<<<<
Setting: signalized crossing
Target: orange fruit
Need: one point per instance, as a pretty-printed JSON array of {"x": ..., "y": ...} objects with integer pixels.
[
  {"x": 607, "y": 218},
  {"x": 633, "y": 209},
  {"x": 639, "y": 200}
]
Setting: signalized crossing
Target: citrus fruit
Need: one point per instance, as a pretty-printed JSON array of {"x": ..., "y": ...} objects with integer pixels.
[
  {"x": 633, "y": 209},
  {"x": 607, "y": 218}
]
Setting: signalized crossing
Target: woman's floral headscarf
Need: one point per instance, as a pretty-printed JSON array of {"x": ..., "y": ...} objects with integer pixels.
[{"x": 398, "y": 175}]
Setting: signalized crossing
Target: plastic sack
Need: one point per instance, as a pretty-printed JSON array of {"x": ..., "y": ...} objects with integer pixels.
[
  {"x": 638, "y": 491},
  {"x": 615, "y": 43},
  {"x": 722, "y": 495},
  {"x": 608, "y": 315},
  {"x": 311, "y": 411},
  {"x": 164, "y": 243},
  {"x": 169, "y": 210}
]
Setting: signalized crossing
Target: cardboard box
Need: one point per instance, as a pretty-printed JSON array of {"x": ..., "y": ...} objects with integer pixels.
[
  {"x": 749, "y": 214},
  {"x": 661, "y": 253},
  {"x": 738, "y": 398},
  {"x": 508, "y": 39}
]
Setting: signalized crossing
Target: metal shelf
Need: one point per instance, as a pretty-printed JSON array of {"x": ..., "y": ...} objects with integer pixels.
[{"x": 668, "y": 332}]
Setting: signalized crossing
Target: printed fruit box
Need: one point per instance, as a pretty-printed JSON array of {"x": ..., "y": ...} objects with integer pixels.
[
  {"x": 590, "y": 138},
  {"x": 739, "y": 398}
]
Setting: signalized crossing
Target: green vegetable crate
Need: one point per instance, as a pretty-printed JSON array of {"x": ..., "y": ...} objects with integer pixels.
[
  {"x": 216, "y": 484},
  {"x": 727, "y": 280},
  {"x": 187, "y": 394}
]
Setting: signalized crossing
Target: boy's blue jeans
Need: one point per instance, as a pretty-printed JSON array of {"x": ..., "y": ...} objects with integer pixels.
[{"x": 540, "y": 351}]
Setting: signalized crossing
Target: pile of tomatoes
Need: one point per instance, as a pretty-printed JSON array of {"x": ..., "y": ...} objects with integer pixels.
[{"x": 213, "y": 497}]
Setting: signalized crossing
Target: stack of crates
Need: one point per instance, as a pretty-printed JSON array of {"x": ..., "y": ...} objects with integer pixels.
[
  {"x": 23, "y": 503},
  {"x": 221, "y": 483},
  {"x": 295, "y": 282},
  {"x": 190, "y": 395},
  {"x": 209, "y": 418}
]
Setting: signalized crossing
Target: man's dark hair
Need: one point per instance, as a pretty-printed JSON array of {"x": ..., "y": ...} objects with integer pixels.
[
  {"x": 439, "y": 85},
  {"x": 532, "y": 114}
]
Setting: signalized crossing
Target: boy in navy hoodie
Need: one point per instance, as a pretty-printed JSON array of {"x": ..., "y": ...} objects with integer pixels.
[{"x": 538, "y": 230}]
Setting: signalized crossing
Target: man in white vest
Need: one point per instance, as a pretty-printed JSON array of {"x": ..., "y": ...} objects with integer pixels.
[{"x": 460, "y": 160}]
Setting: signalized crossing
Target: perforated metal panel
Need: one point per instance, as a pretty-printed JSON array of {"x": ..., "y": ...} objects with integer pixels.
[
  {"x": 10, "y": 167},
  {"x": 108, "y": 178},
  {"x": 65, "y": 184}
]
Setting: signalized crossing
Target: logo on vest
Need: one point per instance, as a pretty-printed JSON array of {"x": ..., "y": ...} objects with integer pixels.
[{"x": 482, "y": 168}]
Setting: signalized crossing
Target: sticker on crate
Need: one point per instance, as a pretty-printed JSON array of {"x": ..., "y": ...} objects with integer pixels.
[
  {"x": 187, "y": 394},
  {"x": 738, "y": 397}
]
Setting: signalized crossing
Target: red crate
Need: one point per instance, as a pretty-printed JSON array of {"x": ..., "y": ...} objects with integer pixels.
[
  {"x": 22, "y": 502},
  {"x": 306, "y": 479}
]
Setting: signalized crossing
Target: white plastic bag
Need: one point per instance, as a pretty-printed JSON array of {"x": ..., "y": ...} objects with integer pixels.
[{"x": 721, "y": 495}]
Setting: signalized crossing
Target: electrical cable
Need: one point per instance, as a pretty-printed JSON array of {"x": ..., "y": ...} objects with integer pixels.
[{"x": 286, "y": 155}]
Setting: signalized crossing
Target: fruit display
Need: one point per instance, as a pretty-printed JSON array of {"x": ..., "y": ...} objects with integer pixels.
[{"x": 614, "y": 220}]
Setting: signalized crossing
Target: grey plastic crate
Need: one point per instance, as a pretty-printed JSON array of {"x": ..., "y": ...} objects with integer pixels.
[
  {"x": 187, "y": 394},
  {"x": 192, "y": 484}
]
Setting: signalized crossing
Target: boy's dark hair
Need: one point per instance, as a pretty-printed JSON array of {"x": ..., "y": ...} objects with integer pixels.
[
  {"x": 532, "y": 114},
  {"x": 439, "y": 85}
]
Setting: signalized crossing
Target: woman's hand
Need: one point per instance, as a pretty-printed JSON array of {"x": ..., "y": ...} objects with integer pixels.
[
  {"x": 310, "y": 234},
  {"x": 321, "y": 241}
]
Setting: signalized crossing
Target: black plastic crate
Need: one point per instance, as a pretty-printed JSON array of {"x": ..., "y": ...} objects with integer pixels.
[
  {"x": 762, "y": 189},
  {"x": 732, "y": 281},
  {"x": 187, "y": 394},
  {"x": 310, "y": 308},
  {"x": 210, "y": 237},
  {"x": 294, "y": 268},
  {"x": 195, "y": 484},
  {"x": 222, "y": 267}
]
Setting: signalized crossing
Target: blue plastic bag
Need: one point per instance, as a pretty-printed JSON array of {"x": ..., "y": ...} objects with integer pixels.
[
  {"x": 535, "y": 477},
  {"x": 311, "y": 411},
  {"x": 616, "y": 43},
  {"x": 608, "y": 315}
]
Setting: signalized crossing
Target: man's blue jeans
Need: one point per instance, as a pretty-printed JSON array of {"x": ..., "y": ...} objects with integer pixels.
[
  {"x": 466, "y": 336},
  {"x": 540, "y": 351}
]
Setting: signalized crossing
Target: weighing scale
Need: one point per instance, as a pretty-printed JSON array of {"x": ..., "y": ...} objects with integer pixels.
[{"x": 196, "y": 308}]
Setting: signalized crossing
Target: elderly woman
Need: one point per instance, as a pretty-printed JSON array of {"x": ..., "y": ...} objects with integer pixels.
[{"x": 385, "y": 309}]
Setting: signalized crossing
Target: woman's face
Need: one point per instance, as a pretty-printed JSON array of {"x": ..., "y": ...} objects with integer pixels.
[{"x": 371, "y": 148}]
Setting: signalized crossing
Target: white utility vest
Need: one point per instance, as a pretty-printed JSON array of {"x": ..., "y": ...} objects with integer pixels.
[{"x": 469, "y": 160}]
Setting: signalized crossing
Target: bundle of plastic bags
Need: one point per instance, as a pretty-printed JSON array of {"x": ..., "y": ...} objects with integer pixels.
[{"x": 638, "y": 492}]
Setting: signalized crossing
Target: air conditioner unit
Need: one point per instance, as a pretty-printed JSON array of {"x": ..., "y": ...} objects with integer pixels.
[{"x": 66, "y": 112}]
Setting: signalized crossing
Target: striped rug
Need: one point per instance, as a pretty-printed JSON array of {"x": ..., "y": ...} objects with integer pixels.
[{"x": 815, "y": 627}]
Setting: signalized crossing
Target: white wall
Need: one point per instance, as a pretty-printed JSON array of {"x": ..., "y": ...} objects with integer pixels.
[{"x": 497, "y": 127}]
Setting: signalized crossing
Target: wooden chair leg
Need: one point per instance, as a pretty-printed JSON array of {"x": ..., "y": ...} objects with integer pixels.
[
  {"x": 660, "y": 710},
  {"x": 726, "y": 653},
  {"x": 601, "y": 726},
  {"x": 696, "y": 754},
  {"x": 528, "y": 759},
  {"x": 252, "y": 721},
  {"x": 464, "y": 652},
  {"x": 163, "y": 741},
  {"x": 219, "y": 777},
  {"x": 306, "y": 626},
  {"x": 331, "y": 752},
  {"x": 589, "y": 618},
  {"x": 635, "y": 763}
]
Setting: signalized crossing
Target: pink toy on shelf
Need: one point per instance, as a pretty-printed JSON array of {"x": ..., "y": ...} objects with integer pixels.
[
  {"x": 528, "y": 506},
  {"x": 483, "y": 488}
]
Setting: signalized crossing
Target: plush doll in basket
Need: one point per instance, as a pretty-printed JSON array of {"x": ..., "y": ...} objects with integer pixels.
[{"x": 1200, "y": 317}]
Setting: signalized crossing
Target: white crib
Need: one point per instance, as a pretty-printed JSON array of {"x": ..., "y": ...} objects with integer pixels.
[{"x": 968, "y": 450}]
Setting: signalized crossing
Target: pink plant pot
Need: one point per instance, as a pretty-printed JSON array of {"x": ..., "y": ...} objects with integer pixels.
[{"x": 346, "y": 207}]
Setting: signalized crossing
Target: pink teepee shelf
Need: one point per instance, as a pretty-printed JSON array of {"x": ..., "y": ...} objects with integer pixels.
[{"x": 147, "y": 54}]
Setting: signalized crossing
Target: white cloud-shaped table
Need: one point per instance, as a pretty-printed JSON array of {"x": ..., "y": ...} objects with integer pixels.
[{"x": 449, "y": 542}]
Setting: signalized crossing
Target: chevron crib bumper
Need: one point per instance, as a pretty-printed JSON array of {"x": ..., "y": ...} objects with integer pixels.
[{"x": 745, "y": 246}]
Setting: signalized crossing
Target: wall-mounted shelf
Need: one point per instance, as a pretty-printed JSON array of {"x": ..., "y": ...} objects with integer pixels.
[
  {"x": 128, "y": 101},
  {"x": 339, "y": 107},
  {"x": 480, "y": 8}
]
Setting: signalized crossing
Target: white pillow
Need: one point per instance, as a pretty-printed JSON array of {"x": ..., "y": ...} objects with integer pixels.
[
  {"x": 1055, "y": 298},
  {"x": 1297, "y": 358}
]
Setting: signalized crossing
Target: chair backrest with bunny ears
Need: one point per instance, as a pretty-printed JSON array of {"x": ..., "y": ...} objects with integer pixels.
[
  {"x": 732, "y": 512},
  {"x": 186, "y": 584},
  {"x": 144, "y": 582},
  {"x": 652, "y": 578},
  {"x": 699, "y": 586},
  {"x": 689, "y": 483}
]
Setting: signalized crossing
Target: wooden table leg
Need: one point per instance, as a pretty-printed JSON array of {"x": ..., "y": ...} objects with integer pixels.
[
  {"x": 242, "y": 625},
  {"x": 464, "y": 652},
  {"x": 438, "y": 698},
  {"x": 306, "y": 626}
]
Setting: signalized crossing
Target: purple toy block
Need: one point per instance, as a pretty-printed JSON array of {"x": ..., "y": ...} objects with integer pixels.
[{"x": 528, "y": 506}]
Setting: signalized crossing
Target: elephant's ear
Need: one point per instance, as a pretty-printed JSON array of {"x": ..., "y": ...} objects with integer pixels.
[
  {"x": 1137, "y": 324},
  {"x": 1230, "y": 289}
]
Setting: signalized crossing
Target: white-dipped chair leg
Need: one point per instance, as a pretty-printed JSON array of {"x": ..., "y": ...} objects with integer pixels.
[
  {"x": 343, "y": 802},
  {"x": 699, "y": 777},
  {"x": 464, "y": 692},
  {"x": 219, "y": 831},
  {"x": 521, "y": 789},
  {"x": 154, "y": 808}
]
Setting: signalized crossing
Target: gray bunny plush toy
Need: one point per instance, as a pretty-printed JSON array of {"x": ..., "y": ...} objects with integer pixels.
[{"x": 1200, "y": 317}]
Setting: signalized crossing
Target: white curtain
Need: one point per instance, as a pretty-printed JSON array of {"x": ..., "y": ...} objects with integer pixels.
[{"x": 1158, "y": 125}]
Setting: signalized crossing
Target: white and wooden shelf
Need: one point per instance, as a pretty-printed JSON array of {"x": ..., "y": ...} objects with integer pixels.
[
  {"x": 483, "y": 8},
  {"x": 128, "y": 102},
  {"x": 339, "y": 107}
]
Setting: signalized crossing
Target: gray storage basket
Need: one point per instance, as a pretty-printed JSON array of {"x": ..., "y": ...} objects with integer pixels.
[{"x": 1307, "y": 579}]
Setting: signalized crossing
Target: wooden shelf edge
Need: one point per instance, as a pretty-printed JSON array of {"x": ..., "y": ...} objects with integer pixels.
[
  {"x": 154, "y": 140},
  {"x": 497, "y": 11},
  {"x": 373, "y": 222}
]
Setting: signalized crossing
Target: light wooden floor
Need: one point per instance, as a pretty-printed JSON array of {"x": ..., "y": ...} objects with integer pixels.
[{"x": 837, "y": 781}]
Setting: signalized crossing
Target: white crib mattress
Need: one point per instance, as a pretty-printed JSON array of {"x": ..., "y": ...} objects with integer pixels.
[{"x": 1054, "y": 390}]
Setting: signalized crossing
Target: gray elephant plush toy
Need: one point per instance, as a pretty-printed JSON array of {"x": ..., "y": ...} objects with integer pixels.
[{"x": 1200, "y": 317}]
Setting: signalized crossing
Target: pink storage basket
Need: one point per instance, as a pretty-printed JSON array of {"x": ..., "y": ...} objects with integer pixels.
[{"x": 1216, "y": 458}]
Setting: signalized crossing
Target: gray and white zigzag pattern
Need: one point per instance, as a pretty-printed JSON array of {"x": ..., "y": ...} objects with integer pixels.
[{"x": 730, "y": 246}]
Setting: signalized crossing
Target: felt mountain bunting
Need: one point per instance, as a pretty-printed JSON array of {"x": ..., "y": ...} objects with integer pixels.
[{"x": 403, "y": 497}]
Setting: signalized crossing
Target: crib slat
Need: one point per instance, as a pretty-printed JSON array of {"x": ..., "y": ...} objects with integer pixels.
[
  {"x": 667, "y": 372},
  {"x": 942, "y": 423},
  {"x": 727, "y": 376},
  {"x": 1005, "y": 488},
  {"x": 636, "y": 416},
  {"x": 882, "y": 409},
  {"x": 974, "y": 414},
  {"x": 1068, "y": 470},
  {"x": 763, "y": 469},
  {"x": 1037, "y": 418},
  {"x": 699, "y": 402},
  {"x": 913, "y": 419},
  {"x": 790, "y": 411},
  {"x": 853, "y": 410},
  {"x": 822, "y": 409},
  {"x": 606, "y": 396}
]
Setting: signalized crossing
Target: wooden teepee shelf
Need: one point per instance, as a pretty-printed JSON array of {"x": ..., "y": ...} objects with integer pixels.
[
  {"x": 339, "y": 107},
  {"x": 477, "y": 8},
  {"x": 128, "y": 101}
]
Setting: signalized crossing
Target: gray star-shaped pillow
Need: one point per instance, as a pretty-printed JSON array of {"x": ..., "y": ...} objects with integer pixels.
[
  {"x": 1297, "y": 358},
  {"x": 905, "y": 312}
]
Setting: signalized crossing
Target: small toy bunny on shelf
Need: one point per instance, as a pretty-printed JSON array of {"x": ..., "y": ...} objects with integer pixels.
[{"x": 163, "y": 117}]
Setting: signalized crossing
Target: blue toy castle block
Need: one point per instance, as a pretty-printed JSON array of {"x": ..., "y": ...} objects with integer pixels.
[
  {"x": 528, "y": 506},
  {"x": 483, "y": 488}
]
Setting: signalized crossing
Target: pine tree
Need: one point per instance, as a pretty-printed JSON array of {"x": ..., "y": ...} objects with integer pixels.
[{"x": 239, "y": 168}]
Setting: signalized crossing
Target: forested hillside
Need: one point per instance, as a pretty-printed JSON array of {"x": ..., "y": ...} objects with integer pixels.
>>>>
> **Your assignment**: Using the records above, report the number of lines that include the string "gray", with nothing added.

> **Solution to this problem**: 5